◆ Übungstext ◆

>>>>>

Beispiele aus der Praxis

Im Jahr 2014 schaffte es der Paraplegiker Darek Fidyka, mit einer Gehhilfe wieder zu gehen. Möglich wurde dies durch eine als «revolutionär» dargestellte Therapie, die vielen Querschnittgelähmten auf der ganzen Welt Hoffnung gab. Die Therapie bestand aus einer Transplantation von Zellen ins Rückenmark, kombiniert mit einer zweijährigen intensiven Neurorehabilitation.

darek fidyka mit gehhilfe

Darek Fidyka kann heute mit einer Gehhilfe wieder gehen. (Quelle: AFP/BBC)

Betrachtet man den Fall aber näher, hatte Darek eine eher seltene Querschnittslähmung: eine scharfe Verletzung, verursacht durch einen Messerschnitt. Die Frage ist also: Wird die Therapie, die Darek geholfen hat, auch bei Menschen wirken, die eine andere Verletzung haben als er – z. B. eine am Halswirbel oder eine, die durch eine Quetschung verursacht wurde und nicht durch einen scharfen Schnitt? Derzeit läuft eine Studie, deren Ergebnisse im Jahr 2022 veröffentlicht werden.

<<<<<

◆ Auszüge aus Datensätzen ◆
>>>>>

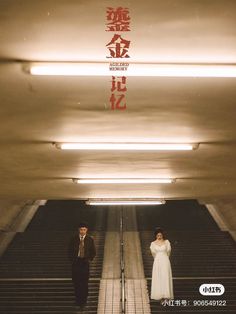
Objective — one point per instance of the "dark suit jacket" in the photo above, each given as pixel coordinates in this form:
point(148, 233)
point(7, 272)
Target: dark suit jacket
point(89, 248)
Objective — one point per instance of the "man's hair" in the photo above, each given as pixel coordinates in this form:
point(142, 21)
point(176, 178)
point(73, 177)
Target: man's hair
point(83, 224)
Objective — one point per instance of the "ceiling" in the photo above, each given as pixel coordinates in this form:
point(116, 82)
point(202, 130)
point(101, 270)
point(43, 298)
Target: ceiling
point(37, 110)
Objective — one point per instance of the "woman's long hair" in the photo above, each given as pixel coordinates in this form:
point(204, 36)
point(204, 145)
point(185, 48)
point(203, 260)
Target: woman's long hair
point(159, 230)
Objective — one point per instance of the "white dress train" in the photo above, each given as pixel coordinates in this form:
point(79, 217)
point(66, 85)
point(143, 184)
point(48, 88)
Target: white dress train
point(162, 281)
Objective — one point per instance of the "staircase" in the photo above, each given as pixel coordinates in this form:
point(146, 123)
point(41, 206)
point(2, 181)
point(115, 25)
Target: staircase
point(201, 253)
point(35, 271)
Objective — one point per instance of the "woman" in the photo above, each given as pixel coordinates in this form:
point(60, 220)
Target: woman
point(162, 282)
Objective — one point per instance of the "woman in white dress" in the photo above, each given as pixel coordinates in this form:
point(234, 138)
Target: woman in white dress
point(162, 281)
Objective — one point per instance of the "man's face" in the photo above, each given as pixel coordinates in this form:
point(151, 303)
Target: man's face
point(83, 231)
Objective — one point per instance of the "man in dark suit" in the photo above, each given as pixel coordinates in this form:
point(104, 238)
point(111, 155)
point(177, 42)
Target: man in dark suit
point(81, 252)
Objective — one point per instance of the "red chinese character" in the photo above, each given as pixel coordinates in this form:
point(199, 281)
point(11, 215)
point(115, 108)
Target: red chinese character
point(119, 19)
point(116, 102)
point(120, 48)
point(117, 85)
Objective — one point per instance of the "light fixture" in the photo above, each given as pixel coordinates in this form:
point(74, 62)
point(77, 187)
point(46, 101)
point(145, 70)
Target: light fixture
point(126, 146)
point(125, 202)
point(134, 69)
point(124, 181)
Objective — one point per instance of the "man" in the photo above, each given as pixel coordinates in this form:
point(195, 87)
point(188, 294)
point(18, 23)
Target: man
point(81, 252)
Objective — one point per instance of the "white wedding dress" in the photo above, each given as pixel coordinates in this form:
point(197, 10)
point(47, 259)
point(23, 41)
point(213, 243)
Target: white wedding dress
point(162, 282)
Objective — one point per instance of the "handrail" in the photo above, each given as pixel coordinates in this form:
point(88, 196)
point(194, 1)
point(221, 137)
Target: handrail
point(122, 263)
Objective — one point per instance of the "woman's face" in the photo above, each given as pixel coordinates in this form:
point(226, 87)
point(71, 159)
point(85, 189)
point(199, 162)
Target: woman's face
point(159, 236)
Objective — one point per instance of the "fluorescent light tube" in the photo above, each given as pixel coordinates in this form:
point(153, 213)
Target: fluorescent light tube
point(125, 202)
point(134, 69)
point(126, 146)
point(123, 181)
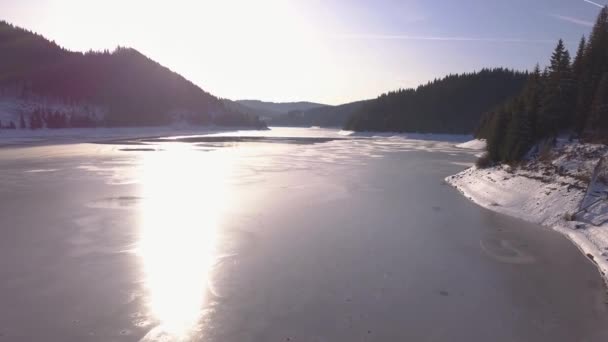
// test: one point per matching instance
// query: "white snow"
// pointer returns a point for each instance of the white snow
(550, 189)
(475, 144)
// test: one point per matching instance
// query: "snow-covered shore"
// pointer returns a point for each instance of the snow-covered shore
(564, 187)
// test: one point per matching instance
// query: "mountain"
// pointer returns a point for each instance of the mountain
(453, 104)
(44, 85)
(272, 110)
(328, 116)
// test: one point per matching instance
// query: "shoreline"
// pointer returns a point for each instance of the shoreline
(523, 193)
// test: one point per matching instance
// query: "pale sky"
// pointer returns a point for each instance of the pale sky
(311, 50)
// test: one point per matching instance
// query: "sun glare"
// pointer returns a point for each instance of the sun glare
(184, 193)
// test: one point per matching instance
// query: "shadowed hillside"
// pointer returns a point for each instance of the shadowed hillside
(119, 88)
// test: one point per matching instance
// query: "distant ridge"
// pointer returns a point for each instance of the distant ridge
(45, 85)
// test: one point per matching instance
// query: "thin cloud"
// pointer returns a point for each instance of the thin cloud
(594, 3)
(438, 38)
(573, 20)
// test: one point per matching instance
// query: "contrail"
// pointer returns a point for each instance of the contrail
(437, 38)
(594, 3)
(572, 20)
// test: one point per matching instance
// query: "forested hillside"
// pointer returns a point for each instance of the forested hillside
(327, 116)
(453, 104)
(569, 96)
(124, 87)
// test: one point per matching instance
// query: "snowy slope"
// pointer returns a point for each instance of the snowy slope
(552, 190)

<<<<<

◆ Arbeitsaufträge ◆
[a] Erläutern Sie anhand des Übungstexts, warum offen ist, ob die Therapie auch anderen Querschnittgelähmten hilft.
[b] Woraus bestand laut Übungstext die Therapie, mit der Darek Fidyka wieder gehen lernte?
[c] Schreiben Sie aus dem Übungstext den Abschnitt zwischen „Betrachtet man den“ und „2022 veröffentlicht werden.“ wortgetreu ab, beide Stellen eingeschlossen.

◆ Lösungen nach Aufgaben ◆
[a] Darek Fidyka hatte eine eher seltene Querschnittslähmung, nämlich eine scharfe Verletzung durch einen Messerschnitt. Deshalb ist unklar, ob die Therapie auch bei Menschen mit anderen Verletzungen wirkt, etwa am Halswirbel oder nach einer Quetschung.

[b] Aus einer Transplantation von Zellen ins Rückenmark, kombiniert mit einer zweijährigen intensiven Neurorehabilitation.

[c]
Betrachtet man den Fall aber näher, hatte Darek eine eher seltene Querschnittslähmung: eine scharfe Verletzung, verursacht durch einen Messerschnitt. Die Frage ist also: Wird die Therapie, die Darek geholfen hat, auch bei Menschen wirken, die eine andere Verletzung haben als er – z. B. eine am Halswirbel oder eine, die durch eine Quetschung verursacht wurde und nicht durch einen scharfen Schnitt? Derzeit läuft eine Studie, deren Ergebnisse im Jahr 2022 veröffentlicht werden.